>> start EXTRACTED MATERIAL

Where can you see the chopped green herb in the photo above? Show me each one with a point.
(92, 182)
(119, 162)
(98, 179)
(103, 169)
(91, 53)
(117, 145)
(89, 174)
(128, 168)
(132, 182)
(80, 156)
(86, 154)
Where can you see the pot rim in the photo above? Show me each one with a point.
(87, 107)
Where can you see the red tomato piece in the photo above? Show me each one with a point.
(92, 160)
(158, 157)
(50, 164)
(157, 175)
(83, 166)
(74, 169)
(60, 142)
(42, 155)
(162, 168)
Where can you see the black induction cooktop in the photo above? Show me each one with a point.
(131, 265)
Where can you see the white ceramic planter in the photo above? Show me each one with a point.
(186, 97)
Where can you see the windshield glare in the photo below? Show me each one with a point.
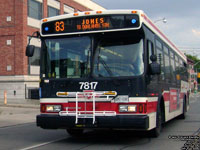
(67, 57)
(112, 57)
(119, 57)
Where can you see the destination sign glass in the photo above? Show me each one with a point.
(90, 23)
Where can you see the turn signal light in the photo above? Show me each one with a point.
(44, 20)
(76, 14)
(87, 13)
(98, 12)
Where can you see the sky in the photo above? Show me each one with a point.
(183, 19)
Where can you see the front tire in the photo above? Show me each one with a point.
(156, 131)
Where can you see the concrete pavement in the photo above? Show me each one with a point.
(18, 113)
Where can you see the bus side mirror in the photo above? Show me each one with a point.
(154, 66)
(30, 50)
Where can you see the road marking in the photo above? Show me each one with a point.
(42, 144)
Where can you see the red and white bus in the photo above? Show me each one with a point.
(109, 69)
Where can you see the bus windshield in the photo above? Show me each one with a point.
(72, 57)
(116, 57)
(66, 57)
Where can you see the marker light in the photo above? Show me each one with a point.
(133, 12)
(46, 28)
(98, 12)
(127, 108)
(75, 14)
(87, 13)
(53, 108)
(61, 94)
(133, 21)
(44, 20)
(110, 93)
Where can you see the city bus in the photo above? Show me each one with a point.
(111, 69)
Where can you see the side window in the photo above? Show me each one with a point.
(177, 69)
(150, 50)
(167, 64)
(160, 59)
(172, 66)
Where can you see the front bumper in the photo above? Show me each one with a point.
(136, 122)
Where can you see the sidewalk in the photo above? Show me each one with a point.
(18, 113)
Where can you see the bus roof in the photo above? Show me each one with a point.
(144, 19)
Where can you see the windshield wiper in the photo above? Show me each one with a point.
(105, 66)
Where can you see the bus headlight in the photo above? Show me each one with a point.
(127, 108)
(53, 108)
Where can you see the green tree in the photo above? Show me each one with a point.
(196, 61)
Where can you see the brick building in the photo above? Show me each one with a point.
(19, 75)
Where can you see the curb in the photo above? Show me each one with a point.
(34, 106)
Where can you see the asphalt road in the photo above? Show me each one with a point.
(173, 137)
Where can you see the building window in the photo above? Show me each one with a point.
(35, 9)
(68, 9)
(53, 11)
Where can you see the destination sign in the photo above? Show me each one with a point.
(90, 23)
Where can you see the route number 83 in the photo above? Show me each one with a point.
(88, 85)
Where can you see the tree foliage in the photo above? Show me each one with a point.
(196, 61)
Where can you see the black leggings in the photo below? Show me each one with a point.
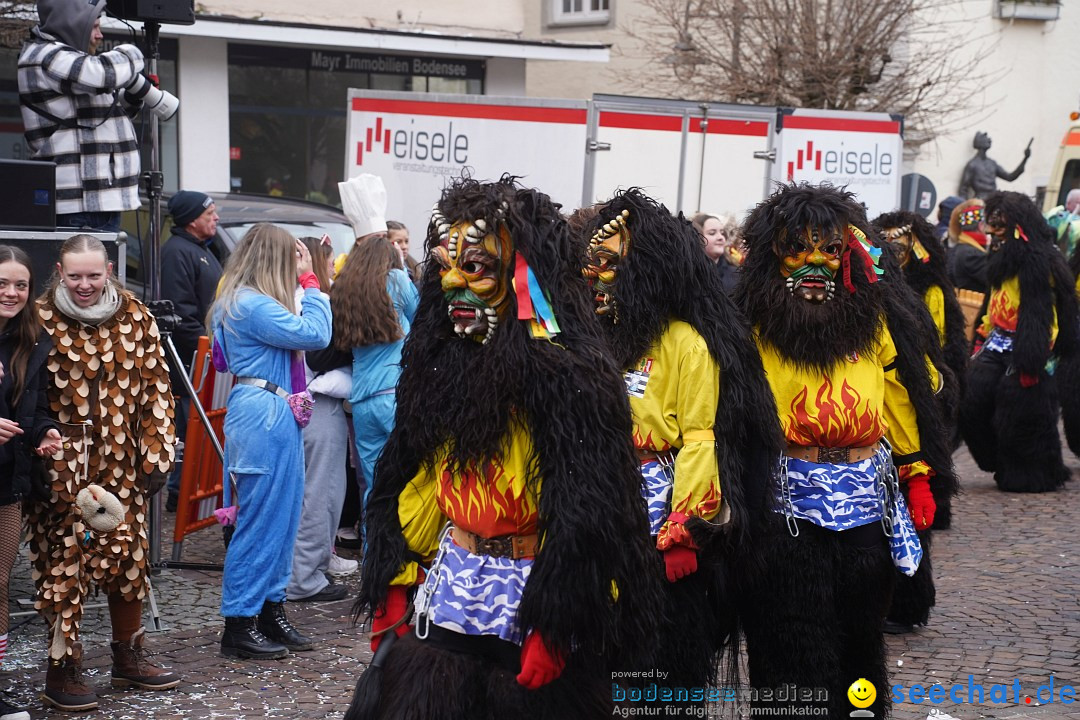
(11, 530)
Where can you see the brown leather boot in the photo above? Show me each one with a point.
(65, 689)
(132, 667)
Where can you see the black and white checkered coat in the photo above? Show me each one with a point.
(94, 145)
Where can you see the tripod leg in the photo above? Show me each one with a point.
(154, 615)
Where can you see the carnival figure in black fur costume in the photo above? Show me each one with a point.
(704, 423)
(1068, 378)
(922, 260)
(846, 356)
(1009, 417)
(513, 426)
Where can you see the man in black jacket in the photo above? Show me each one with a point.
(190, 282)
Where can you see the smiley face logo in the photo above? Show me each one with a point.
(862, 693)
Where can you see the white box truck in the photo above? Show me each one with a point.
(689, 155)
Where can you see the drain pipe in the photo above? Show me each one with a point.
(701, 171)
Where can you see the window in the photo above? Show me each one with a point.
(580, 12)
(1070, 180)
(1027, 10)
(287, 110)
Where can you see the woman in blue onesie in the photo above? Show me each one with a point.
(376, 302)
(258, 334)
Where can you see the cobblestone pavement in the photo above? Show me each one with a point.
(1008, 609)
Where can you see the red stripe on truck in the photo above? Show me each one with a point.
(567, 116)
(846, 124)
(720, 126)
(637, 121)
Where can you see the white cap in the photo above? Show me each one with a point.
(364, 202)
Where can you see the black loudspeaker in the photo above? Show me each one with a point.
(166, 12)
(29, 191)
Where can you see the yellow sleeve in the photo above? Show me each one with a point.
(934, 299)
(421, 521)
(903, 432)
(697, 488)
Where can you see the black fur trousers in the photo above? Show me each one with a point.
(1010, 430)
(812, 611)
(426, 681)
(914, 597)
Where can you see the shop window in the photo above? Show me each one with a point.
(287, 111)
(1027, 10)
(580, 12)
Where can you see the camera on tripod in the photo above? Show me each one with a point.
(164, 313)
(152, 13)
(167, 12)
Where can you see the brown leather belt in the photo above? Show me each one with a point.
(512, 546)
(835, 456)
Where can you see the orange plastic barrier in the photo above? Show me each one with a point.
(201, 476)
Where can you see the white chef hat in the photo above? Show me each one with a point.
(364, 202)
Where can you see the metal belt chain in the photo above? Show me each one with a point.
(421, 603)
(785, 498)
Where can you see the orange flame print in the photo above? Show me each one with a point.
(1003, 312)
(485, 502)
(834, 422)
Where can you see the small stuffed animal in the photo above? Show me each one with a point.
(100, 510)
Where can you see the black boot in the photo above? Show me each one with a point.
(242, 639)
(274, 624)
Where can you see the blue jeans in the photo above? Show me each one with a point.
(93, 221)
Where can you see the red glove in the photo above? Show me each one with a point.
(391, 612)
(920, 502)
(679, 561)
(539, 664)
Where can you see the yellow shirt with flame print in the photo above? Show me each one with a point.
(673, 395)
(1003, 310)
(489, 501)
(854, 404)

>> end EXTRACTED MATERIAL

▸ **SHORT TASK**
Repeat exactly, and only, the lines from the one containing "Where can you see the orange plastic" through the end of the material.

▸ **RESULT**
Where can you see the orange plastic barrier in the photo above? Show me each one with a point.
(201, 476)
Where can you see the white chef hat in the photo above? Show me each one with a point.
(364, 202)
Where can you see the metal belt chain in the photo above? Show me each one with a point.
(421, 603)
(785, 498)
Where can you see the orange flame print in the photo above? Show me each one with a point.
(1003, 312)
(485, 502)
(834, 422)
Where can you see the small stuffed animal in the photo above? Show me each one with a point.
(100, 510)
Where can you see the black boot in the photo above? Show me each one with a point.
(242, 639)
(274, 624)
Where can you see the blue jeans in the photo above? Show me each one with a point.
(93, 221)
Where can you see the red glove in the photo above? Show me each one with a point.
(391, 612)
(920, 502)
(679, 561)
(539, 664)
Where can you see the yellow shirt with flame print in the photo above? Show me each one with a point.
(673, 395)
(1003, 310)
(489, 501)
(854, 404)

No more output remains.